> [AVAILABLE RECORDS]
•••

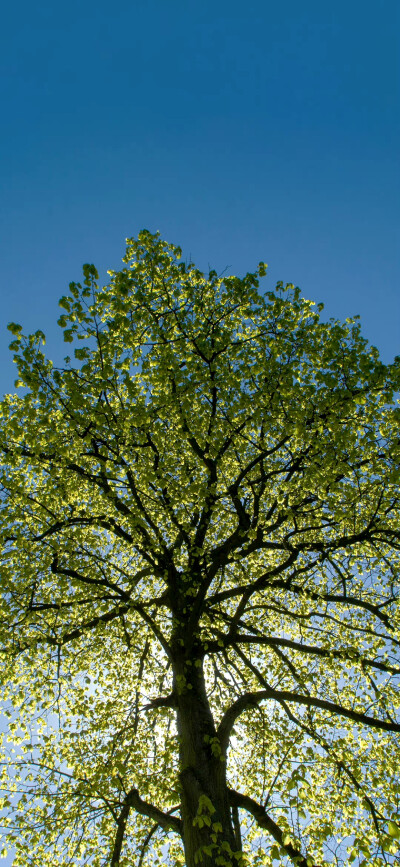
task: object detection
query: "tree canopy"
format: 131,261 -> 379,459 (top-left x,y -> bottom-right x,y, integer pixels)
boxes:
0,230 -> 399,867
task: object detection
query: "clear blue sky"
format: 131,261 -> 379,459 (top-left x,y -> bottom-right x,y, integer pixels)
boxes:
0,0 -> 399,394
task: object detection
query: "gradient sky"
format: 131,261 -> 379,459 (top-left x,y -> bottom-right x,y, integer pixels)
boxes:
1,0 -> 399,398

•••

> [TASK TO COMPLETE] Return each line of the listing that holds the word "query".

> [TASK RESULT]
query: "tree canopy"
query: "clear blue sky"
query: "gradient sky"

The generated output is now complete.